Total debt to EBITDAX, each as defined in the Revolver, for any four consecutive quarters may not exceed 4.5 to 1.0 for periods through December 31, 2013, 4.25 to 1.0 for periods through June 30, 2014 and 4.0 to 1.0 for periods through maturity in 2017. EBITDAX, which is a non-GAAP measure, generally means net income plus interest expense, taxes, depreciation, depletion and amortization expenses, exploration expenses, impairments and other non-cash charges or losses.
The current ratio, as of the last day of any quarter, may not be less than 1.0 to 1.0. The current ratio is generally defined as current assets to current liabilities. Current assets and current liabilities attributable to derivative instruments are excluded. In addition, current assets include the amount of any unused commitment under the Revolver.

As of March 31, 2013 and through the date upon which the Condensed Consolidated Financial Statements were issued, we were in compliance with these financial covenants. The following table summarizes the actual results of our financial covenant compliance under the Revolver as of and for the period ended March 31, 2013:
 
 
Required
 
Actual
Description of Covenant
 
Covenant
 
Results
Total debt to EBITDAX
 
< 4.5 to 1
 
2.6 to 1
Current ratio
 
> 1.0 to 1
 
2.8 to 1
 
In the event that we would be in default of a covenant under the Revolver, we could request a waiver of the covenant from our bank group. Should the banks deny our request to waive the covenant requirement, the outstanding borrowings under the Revolver would become payable on demand and would be reclassified as a component of current liabilities on our Consolidated Balance Sheets. In addition, the Revolver imposes limitations on dividends as well as limits our ability to incur indebtedness, grant liens, make certain loans, acquisitions and investments, make any material change to the nature of our business, or enter into a merger or sale of our assets, including the sale or transfer of interests in our subsidiaries.
 
Future Capital Needs and Commitments

In 2013, we anticipate making capital expenditures, excluding any additional acquisitions, of up to approximately $505 million. The capital expenditures for 2013 will be funded primarily by operating cash flows and borrowings under the Revolver. We continually review drilling and other capital expenditure plans and may change the amount we spend in any area based on available opportunities, industry conditions, cash flows provided by operating activities and the availability of capital.
 
Based on expenditures to date and forecasted activity for the remainder of 2013, we expect to allocate capital expenditures as follows: Eagle Ford Shale (approximately 94 percent) and Mid-Continent region and all other areas (approximately 6 percent). This allocation includes approximately 89 percent for drilling and completions, 6 percent for leasehold acquisition and 5 percent for pipeline seismic and other projects. We anticipate that we will allocate substantially all of our capital expenditures to oil and NGL projects.

> DATASET EXCERPT:
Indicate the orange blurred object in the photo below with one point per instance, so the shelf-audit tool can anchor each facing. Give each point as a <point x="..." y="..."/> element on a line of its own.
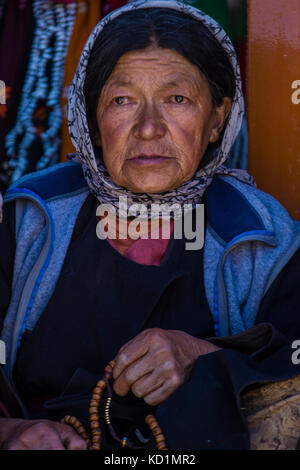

> REQUIRED TASKS:
• a. According to the passage, what is the approximate upper limit of the capital expenditures anticipated for 2013, excluding any additional acquisitions?
• b. Repeat the part of the passage starting with "The current ratio, as" and going on through "commitment under the Revolver.", word for word.

> RESULTS FOR THE EXERCISE:
• a. Up to approximately $505 million.

• b.
The current ratio, as of the last day of any quarter, may not be less than 1.0 to 1.0. The current ratio is generally defined as current assets to current liabilities. Current assets and current liabilities attributable to derivative instruments are excluded. In addition, current assets include the amount of any unused commitment under the Revolver.